What to produce:
Reproduce every one of the records below verbatim, keeping each line and its order unchanged.

___

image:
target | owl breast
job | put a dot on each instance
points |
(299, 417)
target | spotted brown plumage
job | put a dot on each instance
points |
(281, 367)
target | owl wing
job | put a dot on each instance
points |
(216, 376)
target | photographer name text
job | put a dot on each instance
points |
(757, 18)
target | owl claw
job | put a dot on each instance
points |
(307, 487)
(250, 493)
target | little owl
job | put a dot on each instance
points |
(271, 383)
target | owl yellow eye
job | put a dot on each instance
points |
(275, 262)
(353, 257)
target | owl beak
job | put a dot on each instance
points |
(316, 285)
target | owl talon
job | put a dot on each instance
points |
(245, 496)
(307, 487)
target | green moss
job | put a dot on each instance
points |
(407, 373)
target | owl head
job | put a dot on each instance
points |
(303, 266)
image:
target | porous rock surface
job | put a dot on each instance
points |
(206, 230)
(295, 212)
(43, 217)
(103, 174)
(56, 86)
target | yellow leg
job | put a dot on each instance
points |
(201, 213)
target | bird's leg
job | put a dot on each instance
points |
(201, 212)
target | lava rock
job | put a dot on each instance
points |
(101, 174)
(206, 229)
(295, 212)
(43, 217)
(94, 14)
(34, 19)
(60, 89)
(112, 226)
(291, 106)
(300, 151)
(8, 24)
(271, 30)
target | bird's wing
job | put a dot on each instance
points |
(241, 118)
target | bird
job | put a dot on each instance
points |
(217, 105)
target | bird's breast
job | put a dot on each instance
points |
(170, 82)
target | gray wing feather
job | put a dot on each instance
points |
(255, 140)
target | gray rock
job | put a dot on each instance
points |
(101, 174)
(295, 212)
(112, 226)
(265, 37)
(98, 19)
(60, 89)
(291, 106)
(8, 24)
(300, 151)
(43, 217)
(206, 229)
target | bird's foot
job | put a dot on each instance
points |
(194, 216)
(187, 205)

___

Response to the exercise:
image:
target | owl breast
job | put a dot on each instance
points |
(299, 417)
target | spotted brown plumage
job | put a dot on each instance
points |
(281, 367)
target | owl wing
job | put a dot on each instance
points |
(216, 376)
target | photographer name text
job | put a dot on each instance
points |
(757, 18)
target | owl claw
job | put a dot on each instance
points |
(307, 487)
(250, 493)
target | little owl
job | put a dot on each instance
points |
(271, 383)
target | owl yellow eye
job | put a dot on each instance
points |
(275, 262)
(353, 257)
target | owl beak
job | put a dot on each instance
points |
(316, 285)
target | owl talon
job | put a dot on each instance
points |
(245, 496)
(307, 487)
target | green moss
job | put a dot on each instance
points |
(407, 373)
target | owl head
job | put a dot on each instance
points |
(303, 266)
image:
target | porous rock surface
job | put a dot on each instance
points |
(206, 230)
(295, 212)
(43, 217)
(103, 174)
(56, 86)
target | yellow leg
job | put a dot on each instance
points |
(201, 213)
target | bird's leg
job | put a dot on each instance
points |
(201, 212)
target | lava rock
job | put a dot on each instance
points |
(101, 174)
(206, 229)
(295, 212)
(43, 217)
(94, 14)
(34, 19)
(60, 89)
(112, 226)
(291, 106)
(300, 151)
(8, 24)
(271, 30)
target | bird's wing
job | put a dot on each instance
points |
(241, 118)
target | bird
job | put a dot on each instance
points |
(217, 105)
target | bird's breast
job | put a dot on each instance
points |
(170, 82)
target | gray wing feather
job | put a dot on each instance
points |
(255, 140)
target | gray rock
job | put a dot on each instance
points |
(101, 174)
(295, 212)
(112, 226)
(265, 37)
(98, 19)
(60, 89)
(291, 106)
(8, 24)
(300, 151)
(43, 217)
(206, 229)
target | bird's foot
job | put a dot on each instance
points |
(194, 216)
(187, 205)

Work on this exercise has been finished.